[BEGIN Records supplied]

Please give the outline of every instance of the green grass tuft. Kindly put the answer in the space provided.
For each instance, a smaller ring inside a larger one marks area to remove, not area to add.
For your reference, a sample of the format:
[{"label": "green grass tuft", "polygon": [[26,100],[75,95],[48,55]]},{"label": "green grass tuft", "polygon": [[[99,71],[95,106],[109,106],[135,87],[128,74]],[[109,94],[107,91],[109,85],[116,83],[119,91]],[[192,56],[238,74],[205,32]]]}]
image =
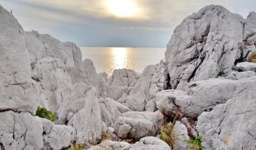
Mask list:
[{"label": "green grass tuft", "polygon": [[222,76],[223,75],[225,75],[223,71],[220,71],[219,73],[218,73],[218,76]]},{"label": "green grass tuft", "polygon": [[160,127],[160,139],[167,143],[172,149],[175,149],[177,142],[177,137],[173,132],[174,125],[174,123],[167,123]]},{"label": "green grass tuft", "polygon": [[55,121],[57,119],[57,116],[56,114],[52,113],[51,111],[40,107],[37,108],[36,116],[40,117],[47,119],[51,121]]},{"label": "green grass tuft", "polygon": [[201,136],[197,136],[194,140],[185,140],[185,142],[189,145],[189,149],[191,150],[202,150],[205,148],[204,146],[201,145]]}]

[END Records supplied]

### Task details
Rewrite all the records with every "instance" swapped for "occurrence", keeping everything else the same, and leave the pictures out.

### Final result
Please give the outline of every occurrence of the green grass tuft. Kindly put the answer in the space provided.
For each occurrence, a smaller ring inside a larger one marks area to remove, not area to add.
For your reference, a sample of the format:
[{"label": "green grass tuft", "polygon": [[26,100],[75,95],[48,55]]},{"label": "green grass tuft", "polygon": [[[99,71],[95,106],[109,106],[135,87],[128,74]],[[109,94],[107,91],[109,85],[116,83],[119,91]],[[192,56],[238,74],[205,32]]]}]
image =
Mask list:
[{"label": "green grass tuft", "polygon": [[222,76],[223,75],[225,75],[223,71],[220,71],[219,73],[218,73],[218,76]]},{"label": "green grass tuft", "polygon": [[160,127],[160,139],[167,143],[172,149],[175,149],[177,142],[177,137],[173,132],[174,125],[174,123],[167,123]]},{"label": "green grass tuft", "polygon": [[55,121],[57,119],[57,116],[56,114],[52,113],[51,111],[40,107],[37,108],[36,116],[40,117],[47,119],[51,121]]},{"label": "green grass tuft", "polygon": [[201,136],[197,136],[194,140],[185,140],[185,142],[189,145],[189,149],[191,150],[202,150],[205,148],[204,146],[201,145]]}]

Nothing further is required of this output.